Collected data:
▼

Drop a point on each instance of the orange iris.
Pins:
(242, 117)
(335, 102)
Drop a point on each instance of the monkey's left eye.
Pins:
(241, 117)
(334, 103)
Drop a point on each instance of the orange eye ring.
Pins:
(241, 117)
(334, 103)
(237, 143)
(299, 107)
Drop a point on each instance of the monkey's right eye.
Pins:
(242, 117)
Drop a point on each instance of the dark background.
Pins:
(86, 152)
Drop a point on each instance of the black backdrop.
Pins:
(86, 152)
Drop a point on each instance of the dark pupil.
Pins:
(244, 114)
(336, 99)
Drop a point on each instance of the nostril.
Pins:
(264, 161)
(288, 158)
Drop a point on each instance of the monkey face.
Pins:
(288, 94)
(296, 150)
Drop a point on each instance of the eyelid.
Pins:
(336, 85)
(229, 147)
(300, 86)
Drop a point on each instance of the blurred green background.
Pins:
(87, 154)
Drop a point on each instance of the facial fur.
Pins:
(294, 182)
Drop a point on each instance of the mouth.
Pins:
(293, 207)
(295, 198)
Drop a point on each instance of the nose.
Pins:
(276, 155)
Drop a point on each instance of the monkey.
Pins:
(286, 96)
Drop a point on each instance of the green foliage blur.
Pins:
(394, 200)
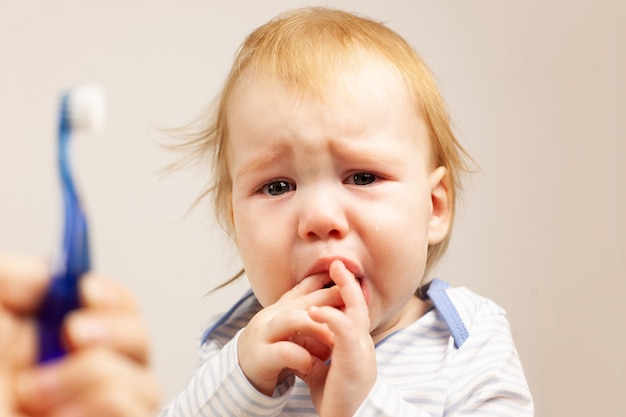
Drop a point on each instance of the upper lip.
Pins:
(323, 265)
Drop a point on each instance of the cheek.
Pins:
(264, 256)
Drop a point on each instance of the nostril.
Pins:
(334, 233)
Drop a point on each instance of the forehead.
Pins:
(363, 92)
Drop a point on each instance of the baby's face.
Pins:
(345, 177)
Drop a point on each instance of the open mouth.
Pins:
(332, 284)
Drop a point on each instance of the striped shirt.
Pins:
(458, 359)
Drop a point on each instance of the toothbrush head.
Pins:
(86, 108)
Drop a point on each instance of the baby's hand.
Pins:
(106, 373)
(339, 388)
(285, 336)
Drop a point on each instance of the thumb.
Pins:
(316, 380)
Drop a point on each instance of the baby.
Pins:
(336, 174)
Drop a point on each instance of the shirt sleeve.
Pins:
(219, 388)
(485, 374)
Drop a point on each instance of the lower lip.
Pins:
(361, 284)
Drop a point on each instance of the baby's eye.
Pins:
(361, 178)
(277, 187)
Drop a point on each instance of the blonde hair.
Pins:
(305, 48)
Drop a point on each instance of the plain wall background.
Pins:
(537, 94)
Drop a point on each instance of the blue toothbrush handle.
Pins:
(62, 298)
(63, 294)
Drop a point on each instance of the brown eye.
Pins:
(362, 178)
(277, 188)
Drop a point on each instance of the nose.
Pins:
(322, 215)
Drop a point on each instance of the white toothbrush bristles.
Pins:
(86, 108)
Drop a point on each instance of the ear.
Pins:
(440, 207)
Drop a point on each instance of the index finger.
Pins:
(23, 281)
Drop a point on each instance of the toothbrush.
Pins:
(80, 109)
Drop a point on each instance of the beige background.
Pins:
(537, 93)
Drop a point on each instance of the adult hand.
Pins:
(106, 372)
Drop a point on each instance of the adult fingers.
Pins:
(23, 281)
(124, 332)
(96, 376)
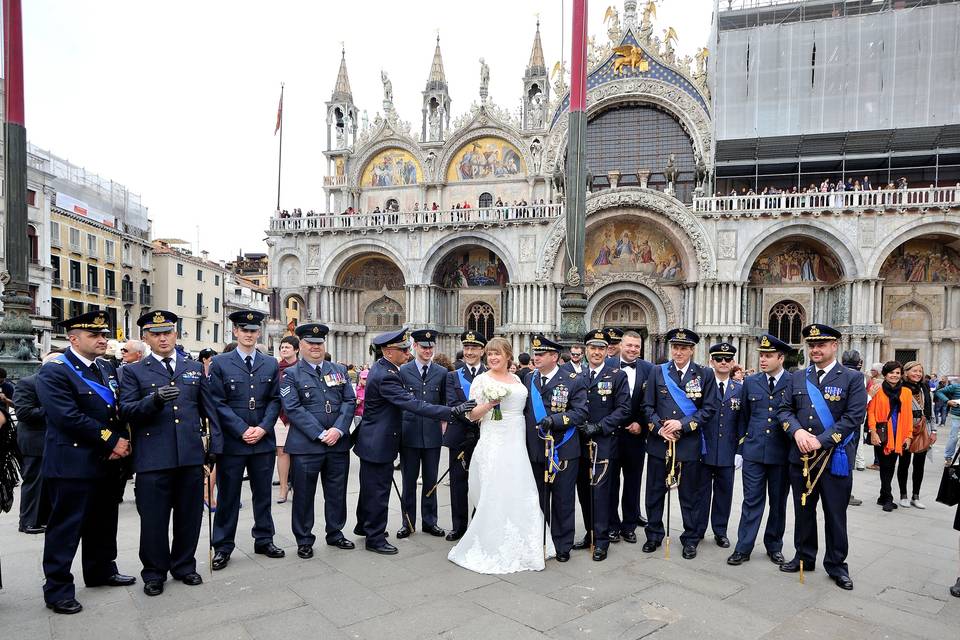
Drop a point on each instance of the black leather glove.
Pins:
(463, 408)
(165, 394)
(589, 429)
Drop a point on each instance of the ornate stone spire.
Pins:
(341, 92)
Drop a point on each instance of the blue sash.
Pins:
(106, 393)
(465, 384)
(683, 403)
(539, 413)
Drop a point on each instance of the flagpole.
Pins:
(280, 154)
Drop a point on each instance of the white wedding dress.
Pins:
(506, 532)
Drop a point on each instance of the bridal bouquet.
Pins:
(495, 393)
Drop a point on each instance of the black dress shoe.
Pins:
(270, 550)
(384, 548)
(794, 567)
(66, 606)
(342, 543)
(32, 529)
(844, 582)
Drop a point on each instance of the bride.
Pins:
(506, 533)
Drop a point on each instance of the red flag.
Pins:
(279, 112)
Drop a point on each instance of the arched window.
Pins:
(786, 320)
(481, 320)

▲
▼

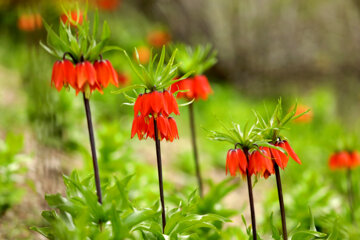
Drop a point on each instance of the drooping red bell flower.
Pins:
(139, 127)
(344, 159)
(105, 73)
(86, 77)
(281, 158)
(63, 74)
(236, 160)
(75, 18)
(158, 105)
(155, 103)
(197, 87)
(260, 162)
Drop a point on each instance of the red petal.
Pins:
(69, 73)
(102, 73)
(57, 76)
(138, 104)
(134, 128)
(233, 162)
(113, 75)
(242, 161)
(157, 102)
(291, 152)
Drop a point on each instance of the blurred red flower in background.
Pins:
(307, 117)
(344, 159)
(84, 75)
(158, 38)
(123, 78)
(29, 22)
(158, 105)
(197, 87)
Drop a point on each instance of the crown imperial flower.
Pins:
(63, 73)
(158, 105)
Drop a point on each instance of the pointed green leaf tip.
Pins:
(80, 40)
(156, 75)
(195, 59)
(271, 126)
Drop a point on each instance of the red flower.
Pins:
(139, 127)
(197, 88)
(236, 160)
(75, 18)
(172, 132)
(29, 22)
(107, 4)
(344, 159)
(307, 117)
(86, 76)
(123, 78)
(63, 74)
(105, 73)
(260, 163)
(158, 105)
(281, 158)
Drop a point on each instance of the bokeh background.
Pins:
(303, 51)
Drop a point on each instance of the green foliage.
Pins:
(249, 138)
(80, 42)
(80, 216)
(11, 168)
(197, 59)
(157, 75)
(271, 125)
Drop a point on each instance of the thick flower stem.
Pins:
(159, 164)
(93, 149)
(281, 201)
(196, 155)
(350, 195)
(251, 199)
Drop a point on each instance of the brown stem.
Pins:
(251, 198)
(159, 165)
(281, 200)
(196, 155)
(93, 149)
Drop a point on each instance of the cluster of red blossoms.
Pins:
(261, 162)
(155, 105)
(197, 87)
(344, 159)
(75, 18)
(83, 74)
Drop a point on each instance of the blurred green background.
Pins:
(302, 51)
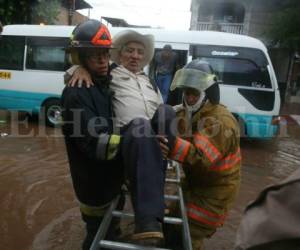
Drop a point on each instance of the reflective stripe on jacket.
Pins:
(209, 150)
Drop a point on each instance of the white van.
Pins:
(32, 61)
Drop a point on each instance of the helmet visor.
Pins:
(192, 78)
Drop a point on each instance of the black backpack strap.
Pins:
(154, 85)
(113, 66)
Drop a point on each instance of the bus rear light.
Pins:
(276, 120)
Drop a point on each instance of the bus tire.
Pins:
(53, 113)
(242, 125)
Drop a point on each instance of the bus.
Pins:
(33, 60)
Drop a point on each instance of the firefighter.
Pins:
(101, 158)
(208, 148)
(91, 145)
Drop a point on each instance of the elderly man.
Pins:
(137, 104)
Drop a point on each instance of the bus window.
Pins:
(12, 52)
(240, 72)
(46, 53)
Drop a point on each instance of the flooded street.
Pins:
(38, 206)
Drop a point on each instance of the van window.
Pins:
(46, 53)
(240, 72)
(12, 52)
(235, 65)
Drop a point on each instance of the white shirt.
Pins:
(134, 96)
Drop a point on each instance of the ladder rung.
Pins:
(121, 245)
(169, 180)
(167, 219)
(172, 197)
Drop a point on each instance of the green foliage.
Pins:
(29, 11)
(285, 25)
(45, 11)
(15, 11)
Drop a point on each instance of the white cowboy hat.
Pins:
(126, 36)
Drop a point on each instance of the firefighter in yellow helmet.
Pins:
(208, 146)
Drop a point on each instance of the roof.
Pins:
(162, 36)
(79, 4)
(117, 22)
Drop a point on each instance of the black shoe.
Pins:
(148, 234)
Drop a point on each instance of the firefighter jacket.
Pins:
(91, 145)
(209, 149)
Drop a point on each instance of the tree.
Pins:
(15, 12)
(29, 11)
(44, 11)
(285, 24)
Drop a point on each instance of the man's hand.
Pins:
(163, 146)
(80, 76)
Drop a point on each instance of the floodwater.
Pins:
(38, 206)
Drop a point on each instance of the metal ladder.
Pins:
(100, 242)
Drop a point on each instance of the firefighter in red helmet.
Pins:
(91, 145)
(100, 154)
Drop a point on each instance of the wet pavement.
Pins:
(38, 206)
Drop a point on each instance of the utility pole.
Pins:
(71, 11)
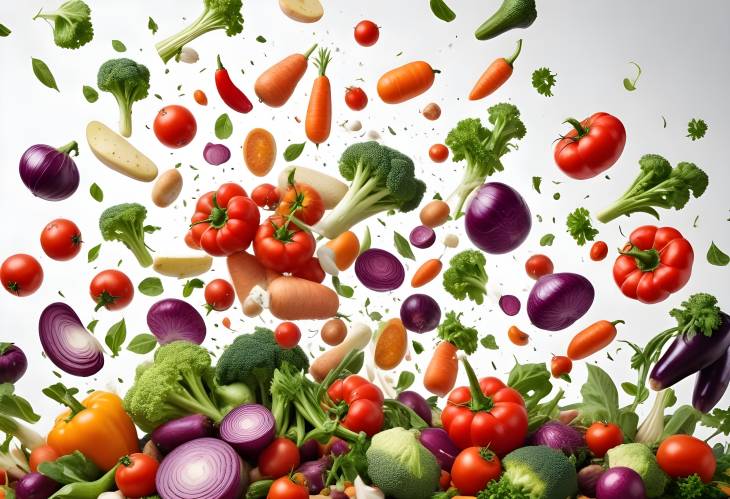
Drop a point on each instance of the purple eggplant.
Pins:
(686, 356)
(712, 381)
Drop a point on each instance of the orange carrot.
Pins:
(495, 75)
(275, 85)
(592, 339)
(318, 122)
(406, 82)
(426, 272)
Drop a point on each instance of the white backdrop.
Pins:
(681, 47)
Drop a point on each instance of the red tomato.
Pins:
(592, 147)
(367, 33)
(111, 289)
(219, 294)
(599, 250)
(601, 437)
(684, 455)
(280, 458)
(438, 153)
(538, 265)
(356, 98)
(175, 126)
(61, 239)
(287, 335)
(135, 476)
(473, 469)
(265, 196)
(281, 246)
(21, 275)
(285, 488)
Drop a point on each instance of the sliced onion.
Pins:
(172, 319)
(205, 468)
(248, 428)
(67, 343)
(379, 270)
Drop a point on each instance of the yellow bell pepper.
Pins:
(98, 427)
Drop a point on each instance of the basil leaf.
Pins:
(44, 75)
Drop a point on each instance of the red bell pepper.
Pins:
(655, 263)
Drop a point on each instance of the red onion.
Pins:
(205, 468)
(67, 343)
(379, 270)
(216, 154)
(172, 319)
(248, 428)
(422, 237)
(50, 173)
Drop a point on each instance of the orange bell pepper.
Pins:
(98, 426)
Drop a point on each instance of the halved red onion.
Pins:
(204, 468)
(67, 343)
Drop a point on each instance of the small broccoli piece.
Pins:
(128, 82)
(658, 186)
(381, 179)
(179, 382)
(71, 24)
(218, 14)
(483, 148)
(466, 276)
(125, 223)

▲
▼

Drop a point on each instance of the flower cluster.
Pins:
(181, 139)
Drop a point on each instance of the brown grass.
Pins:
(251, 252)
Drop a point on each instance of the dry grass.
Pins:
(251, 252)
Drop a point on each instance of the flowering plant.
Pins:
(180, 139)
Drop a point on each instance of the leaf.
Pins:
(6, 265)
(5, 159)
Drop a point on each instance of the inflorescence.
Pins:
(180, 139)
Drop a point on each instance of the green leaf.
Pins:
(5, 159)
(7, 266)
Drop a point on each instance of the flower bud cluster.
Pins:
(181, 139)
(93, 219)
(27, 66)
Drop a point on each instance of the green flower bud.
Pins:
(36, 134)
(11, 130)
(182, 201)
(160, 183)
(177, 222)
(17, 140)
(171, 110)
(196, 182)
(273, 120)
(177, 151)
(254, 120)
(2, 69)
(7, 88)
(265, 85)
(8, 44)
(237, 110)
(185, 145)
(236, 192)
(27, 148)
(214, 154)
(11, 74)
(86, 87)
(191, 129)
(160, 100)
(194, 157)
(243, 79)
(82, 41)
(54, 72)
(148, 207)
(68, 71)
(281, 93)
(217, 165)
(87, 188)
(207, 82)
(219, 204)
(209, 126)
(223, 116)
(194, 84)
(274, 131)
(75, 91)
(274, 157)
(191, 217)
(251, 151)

▲

The problem: From the entries above, print the lines beginning at the one with "Drop a point on each instance of the black backdrop." and stopping after the one with "Drop a point on each instance of the monkey face.", exactly as written and with nothing else.

Reply to the exercise:
Drop a point on each instance of the black backdrop.
Pins:
(86, 152)
Drop a point on each instance of the dark pupil.
Pins:
(244, 114)
(336, 99)
Drop a point on each instance of the nostril.
Pins:
(264, 161)
(288, 158)
Drop a point on each instance of the monkey face.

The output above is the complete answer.